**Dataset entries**
-=-=-=-=-

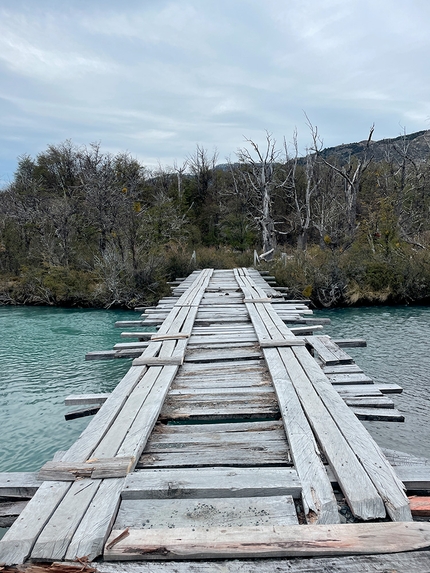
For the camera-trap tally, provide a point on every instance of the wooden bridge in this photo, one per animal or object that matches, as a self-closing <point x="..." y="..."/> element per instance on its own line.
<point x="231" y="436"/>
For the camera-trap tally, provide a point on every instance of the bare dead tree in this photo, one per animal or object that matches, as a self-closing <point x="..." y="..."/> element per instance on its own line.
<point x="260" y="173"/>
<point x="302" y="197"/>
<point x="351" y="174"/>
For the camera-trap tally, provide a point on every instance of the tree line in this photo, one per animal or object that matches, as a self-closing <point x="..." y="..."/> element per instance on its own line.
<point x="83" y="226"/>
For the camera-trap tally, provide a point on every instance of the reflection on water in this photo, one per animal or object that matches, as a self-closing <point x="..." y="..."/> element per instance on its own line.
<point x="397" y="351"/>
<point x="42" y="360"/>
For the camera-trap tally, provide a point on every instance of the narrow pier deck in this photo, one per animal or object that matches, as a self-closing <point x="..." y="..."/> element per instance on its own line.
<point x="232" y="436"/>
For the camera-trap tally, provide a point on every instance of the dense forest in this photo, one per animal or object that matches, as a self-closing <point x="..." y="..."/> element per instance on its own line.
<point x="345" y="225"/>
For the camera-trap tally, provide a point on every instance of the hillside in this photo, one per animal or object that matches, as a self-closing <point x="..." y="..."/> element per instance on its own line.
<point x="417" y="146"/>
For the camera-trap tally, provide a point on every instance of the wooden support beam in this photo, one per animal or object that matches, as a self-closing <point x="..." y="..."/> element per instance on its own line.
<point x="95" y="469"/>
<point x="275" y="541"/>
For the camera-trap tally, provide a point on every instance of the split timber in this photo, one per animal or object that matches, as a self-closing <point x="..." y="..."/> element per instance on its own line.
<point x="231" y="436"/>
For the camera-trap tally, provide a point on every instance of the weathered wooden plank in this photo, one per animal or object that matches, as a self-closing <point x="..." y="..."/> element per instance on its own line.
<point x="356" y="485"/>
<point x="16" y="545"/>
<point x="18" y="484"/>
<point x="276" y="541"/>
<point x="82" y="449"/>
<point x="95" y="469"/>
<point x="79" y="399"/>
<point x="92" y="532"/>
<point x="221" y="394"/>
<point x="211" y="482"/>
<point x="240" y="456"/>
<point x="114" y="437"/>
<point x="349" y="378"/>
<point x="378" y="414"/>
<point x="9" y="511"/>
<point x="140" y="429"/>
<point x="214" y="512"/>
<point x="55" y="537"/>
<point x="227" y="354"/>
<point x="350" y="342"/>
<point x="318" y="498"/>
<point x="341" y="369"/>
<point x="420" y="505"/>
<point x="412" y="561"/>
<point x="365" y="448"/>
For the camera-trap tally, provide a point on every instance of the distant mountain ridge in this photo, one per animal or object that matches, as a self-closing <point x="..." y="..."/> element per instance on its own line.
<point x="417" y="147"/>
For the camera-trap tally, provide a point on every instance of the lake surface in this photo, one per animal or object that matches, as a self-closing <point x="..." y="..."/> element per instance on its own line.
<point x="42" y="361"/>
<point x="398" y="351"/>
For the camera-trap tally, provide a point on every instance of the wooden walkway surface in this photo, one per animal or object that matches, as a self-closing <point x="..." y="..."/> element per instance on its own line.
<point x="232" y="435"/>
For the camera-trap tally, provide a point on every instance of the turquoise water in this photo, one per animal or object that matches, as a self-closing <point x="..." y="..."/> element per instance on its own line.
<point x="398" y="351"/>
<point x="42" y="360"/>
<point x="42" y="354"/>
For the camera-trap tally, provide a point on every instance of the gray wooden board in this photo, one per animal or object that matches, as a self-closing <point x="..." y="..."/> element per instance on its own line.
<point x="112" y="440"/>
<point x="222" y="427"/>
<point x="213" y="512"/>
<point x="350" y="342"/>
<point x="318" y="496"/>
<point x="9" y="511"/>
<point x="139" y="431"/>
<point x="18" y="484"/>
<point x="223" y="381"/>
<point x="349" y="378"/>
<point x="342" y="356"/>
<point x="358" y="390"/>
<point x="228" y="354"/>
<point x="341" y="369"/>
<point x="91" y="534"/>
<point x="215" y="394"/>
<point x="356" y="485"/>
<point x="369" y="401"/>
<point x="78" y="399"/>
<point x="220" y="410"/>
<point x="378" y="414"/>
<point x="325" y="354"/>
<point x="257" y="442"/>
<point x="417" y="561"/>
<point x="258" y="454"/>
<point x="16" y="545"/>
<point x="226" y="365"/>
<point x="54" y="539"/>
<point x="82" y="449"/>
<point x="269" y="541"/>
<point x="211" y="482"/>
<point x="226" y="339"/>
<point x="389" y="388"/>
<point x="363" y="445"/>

-=-=-=-=-

**Work to be completed**
Write out all the data exactly, minus pictures.

**Task answer**
For the camera-trap tally, provide a point on every instance of the wooden bridge in this photo, one per animal or object that matches, as a self-closing <point x="..." y="..."/> element per instance on its own line.
<point x="231" y="436"/>
For the camera-trap tally, provide a point on every instance of the bare dead tree in this photo, one per animal or object that matches, as a self-closing <point x="..." y="..."/> element per instance on its own line.
<point x="260" y="173"/>
<point x="302" y="197"/>
<point x="351" y="174"/>
For the camera-trap tally, provide a point on every instance of the tree line in this photo, one per animal or object that matches, as a self-closing <point x="..." y="..."/> element per instance on its own line.
<point x="83" y="226"/>
For the camera-trap tally, provide a point on every instance of the reflection on water in this photo, one per animal or object that matches, as a self-closing <point x="..." y="..."/> element per instance on its own line.
<point x="397" y="351"/>
<point x="42" y="360"/>
For the camera-trap tally, provide a point on every instance of the narrow pier deck in this photo, one per animal or object that matches, as a self-closing <point x="..." y="..."/> element per instance on its own line.
<point x="232" y="436"/>
For the camera-trap tally, provide a point on every instance of the dense forest in this photo, one per animal or object that matches, as a self-closing <point x="..." y="..."/> element per instance on its own line.
<point x="345" y="225"/>
For the camera-trap tally, provide a point on every instance of the hillside in this photo, one per animal or object that matches, as a self-closing <point x="..." y="..."/> element per instance on its own line.
<point x="417" y="146"/>
For the camera-trap tally, provide a point on every instance of the wooden support beam in this photo, one per animal or object that matches, as a self-closing <point x="..." y="..."/> element per instance on its own line.
<point x="95" y="469"/>
<point x="275" y="541"/>
For the camera-trap tally, provide a point on every instance of the split timber in this photo, one per animal or object that matches, as a self-closing <point x="..." y="..."/> element per instance on its own line.
<point x="231" y="436"/>
For the camera-trap tally, provide a point on every instance of the weathered wooden plank in this photo, one per animal or object that matches, as a self-closing <point x="..." y="..."/> element per instance on its own line.
<point x="356" y="485"/>
<point x="16" y="545"/>
<point x="18" y="484"/>
<point x="276" y="541"/>
<point x="82" y="449"/>
<point x="95" y="469"/>
<point x="79" y="399"/>
<point x="92" y="532"/>
<point x="221" y="394"/>
<point x="211" y="482"/>
<point x="240" y="456"/>
<point x="114" y="437"/>
<point x="349" y="378"/>
<point x="378" y="414"/>
<point x="9" y="511"/>
<point x="140" y="429"/>
<point x="214" y="512"/>
<point x="55" y="537"/>
<point x="227" y="354"/>
<point x="350" y="342"/>
<point x="318" y="498"/>
<point x="341" y="369"/>
<point x="420" y="505"/>
<point x="412" y="561"/>
<point x="365" y="448"/>
For the camera-trap tally, provide a point on every instance of the distant mountain ridge in this photo, one per animal or object that matches, as a self-closing <point x="..." y="..."/> element per instance on its own line.
<point x="417" y="147"/>
For the camera-trap tally, provide a point on every instance of the lake surface in this photo, one per animal or object that matches, as a self-closing <point x="..." y="..."/> element per instance on its own line.
<point x="42" y="361"/>
<point x="398" y="351"/>
For the camera-trap tally, provide a point on every instance of the wooden walkway surface in this photo, one per animal or object that matches, as a self-closing <point x="..." y="..."/> element per instance on its own line.
<point x="232" y="435"/>
For the camera-trap tally, provide a point on every instance of the turquoise water in this photo, one per animal or object that matches, as a self-closing <point x="..." y="..."/> element per instance on its own line.
<point x="398" y="351"/>
<point x="42" y="360"/>
<point x="42" y="354"/>
For the camera-trap tally, provide a point on every instance of the gray wooden board in this photo, one per animal or object that matches, as a self-closing <point x="..." y="..."/> element per instance on its own line.
<point x="112" y="440"/>
<point x="222" y="427"/>
<point x="213" y="512"/>
<point x="350" y="342"/>
<point x="318" y="496"/>
<point x="9" y="511"/>
<point x="139" y="431"/>
<point x="18" y="484"/>
<point x="223" y="381"/>
<point x="349" y="378"/>
<point x="342" y="356"/>
<point x="358" y="390"/>
<point x="228" y="354"/>
<point x="341" y="369"/>
<point x="91" y="534"/>
<point x="215" y="394"/>
<point x="356" y="485"/>
<point x="369" y="401"/>
<point x="78" y="399"/>
<point x="220" y="410"/>
<point x="378" y="414"/>
<point x="325" y="354"/>
<point x="257" y="442"/>
<point x="417" y="561"/>
<point x="258" y="454"/>
<point x="16" y="545"/>
<point x="226" y="365"/>
<point x="54" y="539"/>
<point x="82" y="449"/>
<point x="269" y="541"/>
<point x="211" y="482"/>
<point x="226" y="339"/>
<point x="389" y="388"/>
<point x="363" y="445"/>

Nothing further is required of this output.